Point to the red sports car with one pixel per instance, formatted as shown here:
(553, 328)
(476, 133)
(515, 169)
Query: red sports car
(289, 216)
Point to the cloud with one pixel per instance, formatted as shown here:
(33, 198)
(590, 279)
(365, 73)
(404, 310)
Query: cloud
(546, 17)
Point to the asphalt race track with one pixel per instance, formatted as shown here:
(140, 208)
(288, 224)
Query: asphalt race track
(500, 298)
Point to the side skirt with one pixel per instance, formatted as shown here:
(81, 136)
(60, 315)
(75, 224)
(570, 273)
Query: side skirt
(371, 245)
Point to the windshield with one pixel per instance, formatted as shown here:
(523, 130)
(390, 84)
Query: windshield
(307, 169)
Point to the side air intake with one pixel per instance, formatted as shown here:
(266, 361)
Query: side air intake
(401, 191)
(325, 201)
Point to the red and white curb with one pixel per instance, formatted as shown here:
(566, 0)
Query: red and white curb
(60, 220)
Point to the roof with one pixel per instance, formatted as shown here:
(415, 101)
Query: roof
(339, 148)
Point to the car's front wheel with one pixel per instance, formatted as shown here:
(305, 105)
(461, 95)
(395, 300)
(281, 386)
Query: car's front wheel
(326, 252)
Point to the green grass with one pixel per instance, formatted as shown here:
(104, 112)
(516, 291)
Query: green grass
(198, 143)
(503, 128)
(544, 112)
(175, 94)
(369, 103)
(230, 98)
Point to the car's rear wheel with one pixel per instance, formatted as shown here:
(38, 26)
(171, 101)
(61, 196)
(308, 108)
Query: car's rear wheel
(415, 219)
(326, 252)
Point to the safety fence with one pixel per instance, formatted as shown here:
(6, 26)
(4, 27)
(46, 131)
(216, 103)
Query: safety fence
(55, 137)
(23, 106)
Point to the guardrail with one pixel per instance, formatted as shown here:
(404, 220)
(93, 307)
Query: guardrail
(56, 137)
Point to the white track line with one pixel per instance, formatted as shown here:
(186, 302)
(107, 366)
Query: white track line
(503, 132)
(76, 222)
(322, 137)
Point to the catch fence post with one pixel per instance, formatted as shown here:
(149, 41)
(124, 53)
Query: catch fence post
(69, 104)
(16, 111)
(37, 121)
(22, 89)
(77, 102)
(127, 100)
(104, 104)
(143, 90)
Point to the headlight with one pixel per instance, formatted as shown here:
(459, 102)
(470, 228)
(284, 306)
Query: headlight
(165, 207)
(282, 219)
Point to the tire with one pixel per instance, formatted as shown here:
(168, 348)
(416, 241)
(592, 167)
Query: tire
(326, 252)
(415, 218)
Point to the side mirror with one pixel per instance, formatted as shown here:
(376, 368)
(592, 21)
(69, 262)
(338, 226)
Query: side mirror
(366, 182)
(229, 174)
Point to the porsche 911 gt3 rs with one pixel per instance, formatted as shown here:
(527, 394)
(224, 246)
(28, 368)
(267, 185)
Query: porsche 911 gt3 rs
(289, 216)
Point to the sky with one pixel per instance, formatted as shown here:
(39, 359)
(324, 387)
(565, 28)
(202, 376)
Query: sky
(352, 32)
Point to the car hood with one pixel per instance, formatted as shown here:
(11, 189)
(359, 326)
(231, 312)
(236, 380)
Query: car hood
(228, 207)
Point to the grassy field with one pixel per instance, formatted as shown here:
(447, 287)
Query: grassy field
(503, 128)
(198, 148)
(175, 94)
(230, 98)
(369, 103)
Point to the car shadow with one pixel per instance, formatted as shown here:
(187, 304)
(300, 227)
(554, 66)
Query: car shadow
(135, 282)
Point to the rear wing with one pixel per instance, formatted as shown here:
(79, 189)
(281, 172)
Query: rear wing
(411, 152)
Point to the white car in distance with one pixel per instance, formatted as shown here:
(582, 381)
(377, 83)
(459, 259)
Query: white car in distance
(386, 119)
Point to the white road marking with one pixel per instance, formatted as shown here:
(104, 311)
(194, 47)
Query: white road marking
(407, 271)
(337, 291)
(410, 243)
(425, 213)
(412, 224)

---

About this exercise: Every record must be written out again without any change.

Exercise response:
Point to the red sports car with one pixel per instance, formatted as shown here:
(553, 328)
(476, 133)
(515, 169)
Query: red sports car
(289, 216)
Point to the cloud with one pixel per instance, formatted as shown here:
(33, 198)
(590, 279)
(365, 73)
(404, 310)
Query: cloud
(546, 17)
Point to the asphalt race track with one pixel per instance, formatted as shown here:
(140, 208)
(288, 224)
Query: asphalt race track
(500, 298)
Point to the side skirt with one pixel per instance, formatted as shown here:
(81, 136)
(60, 315)
(75, 224)
(570, 273)
Query: side skirt
(371, 245)
Point to the windshield with one pixel per instance, formatted as shown here:
(523, 130)
(390, 84)
Query: windshield
(307, 169)
Point to the side air intake with one pixel per instance, formatted as shown here:
(266, 361)
Query: side air intake
(401, 191)
(325, 201)
Point to the red and white curb with one pixel per instance, formatted as shown here:
(566, 0)
Query: red and white curb
(60, 220)
Point to the roof with one pixel per instance, formatted as shown here:
(415, 101)
Query: roof
(339, 148)
Point to the car's front wheel with one pixel per instance, formatted as shown here:
(305, 105)
(461, 95)
(395, 300)
(281, 386)
Query: car's front wheel
(326, 252)
Point to the green grass with one pixel per instance, formatted as shown here:
(104, 112)
(516, 291)
Query: green grass
(198, 143)
(503, 128)
(544, 112)
(175, 94)
(369, 103)
(230, 98)
Point to the car's rear wheel with one pixel per instance, formatted as shown here:
(38, 26)
(171, 101)
(61, 196)
(308, 108)
Query: car's rear wheel
(415, 219)
(326, 252)
Point to the safety fence with one pixel per instance, formatted as shown here:
(6, 26)
(4, 27)
(46, 131)
(216, 103)
Query: safety fence
(55, 137)
(23, 106)
Point to the guardrail with one pixel per instance, formatted as shown here:
(404, 220)
(93, 307)
Query: guardrail
(56, 137)
Point to the white track line with one pixel per instance, formatted as shown here:
(186, 302)
(107, 366)
Query: white track line
(503, 132)
(76, 222)
(322, 137)
Point to the catch fence post with one pixel per instance, formatted as shown here:
(149, 41)
(124, 53)
Query: catch fence post
(69, 104)
(16, 111)
(37, 121)
(22, 89)
(77, 102)
(127, 100)
(104, 104)
(143, 90)
Point to the headlight with one pixel per instance, formatted as shown here:
(459, 102)
(470, 228)
(284, 306)
Query: headlight
(165, 207)
(282, 219)
Point to the tire with one pixel per instance, formatted as shown here:
(168, 348)
(416, 241)
(592, 167)
Query: tire
(326, 252)
(415, 218)
Point to the side mirror with one pixel per instance, formatted as shown here:
(376, 368)
(592, 21)
(69, 262)
(338, 226)
Query: side mirror
(366, 182)
(229, 174)
Point to the porsche 911 gt3 rs with one pixel per instance, formatted as shown here:
(527, 394)
(224, 246)
(28, 368)
(267, 185)
Query: porsche 911 gt3 rs
(289, 216)
Point to the sky with one pixel per instance, formatted as shown here:
(39, 359)
(324, 387)
(565, 28)
(202, 376)
Query: sky
(352, 32)
Point to the car hood with one pixel per instance, formatted as shown here:
(11, 189)
(359, 326)
(231, 312)
(236, 380)
Query: car hood
(228, 207)
Point to the grassy field with one pixel per instance, formatted as shown here:
(447, 287)
Query: grassy field
(503, 128)
(198, 148)
(175, 94)
(230, 98)
(369, 103)
Point to the car shadow with one pixel per instance, formatted as shown here:
(187, 304)
(300, 227)
(554, 66)
Query: car shadow
(135, 282)
Point to the rear wing with one pixel per instance, formatted as shown here:
(79, 189)
(281, 172)
Query: rear wing
(411, 152)
Point to the white car in distance with one pixel per instance, formatted as shown here:
(582, 381)
(377, 83)
(459, 259)
Query: white car in distance
(386, 119)
Point to the white road marking with one pixel per instance, formatted as shown here:
(104, 311)
(194, 47)
Query: white road marking
(407, 271)
(337, 291)
(410, 243)
(425, 213)
(412, 224)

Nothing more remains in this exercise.